Exercises:
1. In the article on the anti-war troika, which newspaper published Schroeder's interview?
2. Rewrite the stretch from "MOSCOW, May 30: The" through "a Russia-EU summit." in the article on the anti-war troika, substituting "Thursday" for "Friday".
3. According to the article on the anti-war troika, why did France, Germany and Russia form the troika?
##### Text provided
Anti-war troika not directed against US: Schroeder


MOSCOW, May 30: The “peace camp” troika formed by France, Germany and Russia to oppose the US-led war in Iraq is not a new force aiming to counter US power, German Chancellor Gerhard Schroeder said in an interview published on Friday, one day ahead of a Russia-EU summit.

“Our cooperation is not directed against the United States or any other government,” Schroeder said in an interview with Kommersant daily, published on the eve of the Saint Petersburg summit.

“Nor does it represent cooperation within some sort of new geo-political bloc,” he said.

Russian officials and media have billed the summit as a meeting to reconcile a Europe divided over the war in Iraq.

Russian President Vladimir Putin will meet with US President George W. Bush on Sunday in the two leaders’ first meeting since the start of the war that France, Germany and Russia so fiercely opposed.

“Despite the fact that we had differences of opinion over Iraq, Germany and Europe will support close ties with the United States as a friend and a partner,” Schroeder said.

“Openly discussing differences is a sign of partnership,” he added.
##########
##### Provided data
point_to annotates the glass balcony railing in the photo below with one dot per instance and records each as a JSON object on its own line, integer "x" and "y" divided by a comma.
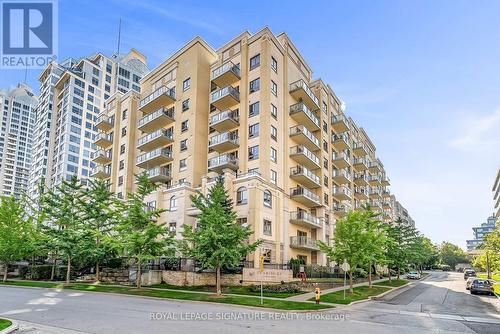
##########
The results:
1. Kommersant daily published the interview.

2.
MOSCOW, May 30: The “peace camp” troika formed by France, Germany and Russia to oppose the US-led war in Iraq is not a new force aiming to counter US power, German Chancellor Gerhard Schroeder said in an interview published on Thursday, one day ahead of a Russia-EU summit.

3. France, Germany and Russia formed the troika to oppose the US-led war in Iraq.